• **Excerpted passage**
The !! are detrimental to readability and shouldn't be necessary.

> @@ -5190,6 +5365,33 @@ static ssize_t memory_max_write(struct kernfs_open_file *of,
> return nbytes;
> }
>
> +static int memory_oom_kill_all_tasks_show(struct seq_file *m, void *v)
> +{
> + struct mem_cgroup *memcg = mem_cgroup_from_css(seq_css(m));
> + bool oom_kill_all_tasks = memcg->oom_kill_all_tasks;
> +
> + seq_printf(m, "%d\n", oom_kill_all_tasks);
> +
> + return 0;
> +}
> +
> +static ssize_t memory_oom_kill_all_tasks_write(struct kernfs_open_file *of,
> + char *buf, size_t nbytes,
> + loff_t off)
> +{
> + struct mem_cgroup *memcg = mem_cgroup_from_css(of_css(of));
> + int oom_kill_all_tasks;
> + int err;
> +
> + err = kstrtoint(strstrip(buf), 0, &oom_kill_all_tasks);
> + if (err)
> + return err;
> +
> + memcg->oom_kill_all_tasks = !!oom_kill_all_tasks;
> +
> + return nbytes;
> +}
> +
> static int memory_events_show(struct seq_file *m, void *v)
> {
> struct mem_cgroup *memcg = mem_cgroup_from_css(seq_css(m));
> @@ -5310,6 +5512,12 @@ static struct cftype memory_files[] = {
> .write = memory_max_write,
> },
> {
> + .name = "oom_kill_all_tasks",
> + .flags = CFTYPE_NOT_ON_ROOT,
> + .seq_show = memory_oom_kill_all_tasks_show,
> + .write = memory_oom_kill_all_tasks_write,
> + },

This name is quite a mouthful and reminiscent of the awkward v1
interface names. It doesn't really go well with the v2 names.

How about memory.oom_group?

Extracted records
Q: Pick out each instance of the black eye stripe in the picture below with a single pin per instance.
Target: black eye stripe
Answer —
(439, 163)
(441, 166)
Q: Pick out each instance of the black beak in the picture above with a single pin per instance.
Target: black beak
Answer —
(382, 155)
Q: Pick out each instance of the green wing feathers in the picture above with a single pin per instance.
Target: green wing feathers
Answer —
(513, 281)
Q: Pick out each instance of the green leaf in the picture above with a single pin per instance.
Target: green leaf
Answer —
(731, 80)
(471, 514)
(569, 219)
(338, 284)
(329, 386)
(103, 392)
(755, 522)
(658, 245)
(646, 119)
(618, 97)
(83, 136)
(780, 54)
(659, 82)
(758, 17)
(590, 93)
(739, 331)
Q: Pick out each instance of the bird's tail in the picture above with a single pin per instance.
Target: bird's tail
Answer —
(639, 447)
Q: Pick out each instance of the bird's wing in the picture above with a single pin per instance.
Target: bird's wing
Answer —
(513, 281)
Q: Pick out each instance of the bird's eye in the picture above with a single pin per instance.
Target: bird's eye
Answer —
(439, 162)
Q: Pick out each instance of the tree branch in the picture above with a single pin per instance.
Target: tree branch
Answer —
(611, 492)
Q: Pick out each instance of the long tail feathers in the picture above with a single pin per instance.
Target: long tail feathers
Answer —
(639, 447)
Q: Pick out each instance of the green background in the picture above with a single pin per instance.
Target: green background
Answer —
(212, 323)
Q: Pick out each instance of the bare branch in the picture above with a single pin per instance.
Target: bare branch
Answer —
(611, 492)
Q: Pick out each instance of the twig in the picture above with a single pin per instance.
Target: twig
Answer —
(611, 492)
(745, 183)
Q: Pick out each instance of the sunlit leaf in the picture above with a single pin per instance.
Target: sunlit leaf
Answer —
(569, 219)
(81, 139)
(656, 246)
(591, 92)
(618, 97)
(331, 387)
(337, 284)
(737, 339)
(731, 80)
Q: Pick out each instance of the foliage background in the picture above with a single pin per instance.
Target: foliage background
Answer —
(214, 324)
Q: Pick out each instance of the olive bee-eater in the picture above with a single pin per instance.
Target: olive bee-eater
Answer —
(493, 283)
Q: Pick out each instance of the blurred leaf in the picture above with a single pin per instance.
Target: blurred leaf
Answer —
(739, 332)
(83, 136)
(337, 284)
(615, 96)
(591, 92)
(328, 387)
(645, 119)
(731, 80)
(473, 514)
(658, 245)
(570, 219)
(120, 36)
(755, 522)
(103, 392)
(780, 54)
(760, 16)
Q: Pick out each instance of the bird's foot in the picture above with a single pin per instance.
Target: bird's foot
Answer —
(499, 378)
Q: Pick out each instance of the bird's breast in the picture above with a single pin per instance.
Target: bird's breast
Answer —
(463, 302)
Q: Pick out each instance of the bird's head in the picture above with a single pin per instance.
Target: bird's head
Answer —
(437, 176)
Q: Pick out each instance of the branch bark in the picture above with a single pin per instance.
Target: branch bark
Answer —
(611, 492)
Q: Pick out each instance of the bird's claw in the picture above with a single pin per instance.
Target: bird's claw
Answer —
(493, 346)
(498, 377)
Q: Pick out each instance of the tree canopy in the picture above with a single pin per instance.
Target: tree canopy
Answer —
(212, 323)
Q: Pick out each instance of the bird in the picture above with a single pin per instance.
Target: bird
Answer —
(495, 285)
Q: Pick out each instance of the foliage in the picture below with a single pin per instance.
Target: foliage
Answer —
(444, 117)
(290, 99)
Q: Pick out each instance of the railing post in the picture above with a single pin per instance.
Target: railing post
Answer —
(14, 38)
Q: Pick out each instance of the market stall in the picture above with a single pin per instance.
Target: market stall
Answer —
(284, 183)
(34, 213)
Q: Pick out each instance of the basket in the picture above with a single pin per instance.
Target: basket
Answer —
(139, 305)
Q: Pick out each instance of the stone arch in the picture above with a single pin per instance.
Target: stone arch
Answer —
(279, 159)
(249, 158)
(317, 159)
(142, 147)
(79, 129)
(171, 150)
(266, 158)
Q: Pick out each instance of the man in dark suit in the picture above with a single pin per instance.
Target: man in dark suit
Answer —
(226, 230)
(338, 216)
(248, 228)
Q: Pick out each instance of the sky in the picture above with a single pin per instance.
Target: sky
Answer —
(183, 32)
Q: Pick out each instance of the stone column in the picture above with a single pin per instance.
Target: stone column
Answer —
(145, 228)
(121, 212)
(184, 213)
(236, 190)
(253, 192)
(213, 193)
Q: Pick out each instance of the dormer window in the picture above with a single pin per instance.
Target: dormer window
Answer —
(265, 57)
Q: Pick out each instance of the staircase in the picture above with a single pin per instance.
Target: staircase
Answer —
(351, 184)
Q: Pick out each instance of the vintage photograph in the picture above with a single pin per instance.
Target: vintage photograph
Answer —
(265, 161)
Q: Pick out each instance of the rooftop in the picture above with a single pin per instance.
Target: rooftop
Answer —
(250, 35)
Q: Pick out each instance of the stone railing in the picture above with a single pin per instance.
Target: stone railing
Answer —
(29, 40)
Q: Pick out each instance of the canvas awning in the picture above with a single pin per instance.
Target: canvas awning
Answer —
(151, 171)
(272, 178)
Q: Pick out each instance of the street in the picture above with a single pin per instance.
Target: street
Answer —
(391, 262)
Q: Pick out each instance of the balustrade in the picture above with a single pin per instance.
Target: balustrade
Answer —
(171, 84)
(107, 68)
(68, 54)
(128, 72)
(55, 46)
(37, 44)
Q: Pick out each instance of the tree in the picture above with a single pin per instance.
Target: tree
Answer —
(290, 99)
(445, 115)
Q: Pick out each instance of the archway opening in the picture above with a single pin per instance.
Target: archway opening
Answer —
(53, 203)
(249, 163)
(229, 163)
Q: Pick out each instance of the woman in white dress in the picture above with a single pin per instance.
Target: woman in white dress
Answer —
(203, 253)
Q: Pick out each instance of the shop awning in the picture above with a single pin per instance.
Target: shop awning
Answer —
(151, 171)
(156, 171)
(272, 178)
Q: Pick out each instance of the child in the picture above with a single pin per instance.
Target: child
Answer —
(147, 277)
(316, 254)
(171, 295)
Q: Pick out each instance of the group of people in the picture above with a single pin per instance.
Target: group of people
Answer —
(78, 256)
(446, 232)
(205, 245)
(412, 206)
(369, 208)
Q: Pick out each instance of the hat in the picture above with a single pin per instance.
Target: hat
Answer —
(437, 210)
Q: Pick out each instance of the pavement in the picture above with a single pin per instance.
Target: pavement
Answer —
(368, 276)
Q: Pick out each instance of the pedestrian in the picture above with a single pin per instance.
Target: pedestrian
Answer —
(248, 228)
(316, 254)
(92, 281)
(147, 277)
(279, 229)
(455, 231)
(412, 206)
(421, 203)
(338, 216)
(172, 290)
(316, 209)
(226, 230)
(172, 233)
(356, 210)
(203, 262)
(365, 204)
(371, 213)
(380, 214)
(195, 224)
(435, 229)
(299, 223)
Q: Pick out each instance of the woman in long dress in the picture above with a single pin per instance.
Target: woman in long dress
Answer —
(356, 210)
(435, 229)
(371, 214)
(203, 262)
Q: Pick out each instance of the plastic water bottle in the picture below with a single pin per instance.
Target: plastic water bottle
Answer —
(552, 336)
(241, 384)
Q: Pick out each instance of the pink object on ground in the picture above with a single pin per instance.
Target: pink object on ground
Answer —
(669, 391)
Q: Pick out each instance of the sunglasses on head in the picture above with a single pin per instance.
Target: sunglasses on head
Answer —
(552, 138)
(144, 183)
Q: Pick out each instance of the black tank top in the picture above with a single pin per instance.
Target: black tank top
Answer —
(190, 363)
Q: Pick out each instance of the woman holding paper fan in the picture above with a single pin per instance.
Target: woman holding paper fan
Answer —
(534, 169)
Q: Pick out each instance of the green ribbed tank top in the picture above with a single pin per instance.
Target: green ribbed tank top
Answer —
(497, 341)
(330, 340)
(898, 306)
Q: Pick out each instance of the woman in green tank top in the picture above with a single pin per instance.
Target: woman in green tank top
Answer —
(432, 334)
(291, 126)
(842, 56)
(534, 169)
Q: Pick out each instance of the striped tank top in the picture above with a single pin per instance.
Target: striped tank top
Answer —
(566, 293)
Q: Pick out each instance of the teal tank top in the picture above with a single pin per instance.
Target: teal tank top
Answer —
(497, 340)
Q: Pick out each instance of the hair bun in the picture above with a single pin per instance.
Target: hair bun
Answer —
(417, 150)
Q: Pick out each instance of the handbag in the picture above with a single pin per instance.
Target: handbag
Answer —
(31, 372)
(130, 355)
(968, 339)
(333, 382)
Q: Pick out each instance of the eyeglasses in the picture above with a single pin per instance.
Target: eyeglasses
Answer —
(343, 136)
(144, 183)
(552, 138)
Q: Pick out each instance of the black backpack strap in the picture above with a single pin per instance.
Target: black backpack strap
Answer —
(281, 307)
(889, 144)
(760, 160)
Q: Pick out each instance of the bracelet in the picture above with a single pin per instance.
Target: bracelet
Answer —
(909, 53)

• **Tasks**
1. In the patch review, what name does the reviewer propose for the new control file?
2. Using the patch review, explain why the reviewer objects to the name "oom_kill_all_tasks".
3. Please carry on with the patch review, starting after its final line.

• **In response**
1. memory.oom_group

2. The reviewer finds the name quite a mouthful and says it recalls the awkward v1 interface names. It also doesn't fit well with the v2 names.

3.
> + {
> .name = "events",
> .flags = CFTYPE_NOT_ON_ROOT,
> .file_offset = offsetof(struct mem_cgroup, events_file),
> diff --git a/mm/oom_kill.c b/mm/oom_kill.c
> index 5c29a3dd591b..28e42a0d5eee 100644
> --- a/mm/oom_kill.c
> +++ b/mm/oom_kill.c
> @@ -288,7 +288,7 @@ static enum oom_constraint constrained_alloc(struct oom_control *oc)
> return CONSTRAINT_NONE;
> }
>
> -static int oom_evaluate_task(struct task_struct *task, void *arg)
> +int oom_evaluate_task(struct task_struct *task, void *arg)
> {
> struct oom_control *oc = arg;
> unsigned long points;
> @@ -823,6 +823,9 @@ static void __oom_kill_process(struct task_struct *victim)
> struct mm_struct *mm;
> bool can_oom_reap = true;
>
> + if (is_global_init(victim) || (victim->flags & PF_KTHREAD))
> + return;
> +
> p = find_lock_task_mm(victim);
> if (!p) {
> put_task_struct(victim);
> @@ -958,6 +961,60 @@ static void oom_kill_process(struct oom_control *oc, const char *message)
> put_task_struct(victim);
> }
>
> +static int oom_kill_memcg_member(struct task_struct *task, void *unused)
> +{
> + if (!tsk_is_oom_victim(task))
> + __oom_kill_process(task);
> + return 0;
> +}
> +
> +static bool oom_kill_memcg_victim(struct oom_control *oc)
> +{
> + static DEFINE_RATELIMIT_STATE(oom_rs, DEFAULT_RATELIMIT_INTERVAL,
> + DEFAULT_RATELIMIT_BURST);
> +
> + if (oc->chosen) {
> + if (oc->chosen != (void *)-1UL) {
> + if (__ratelimit(&oom_rs))
> + dump_header(oc, oc->chosen);
> +
> + __oom_kill_process(oc->chosen);
> + put_task_struct(oc->chosen);
> + schedule_timeout_killable(1);
> + }
> + return true;
> +
> + } else if (oc->chosen_memcg) {
> + if (oc->chosen_memcg == (void *)-1UL)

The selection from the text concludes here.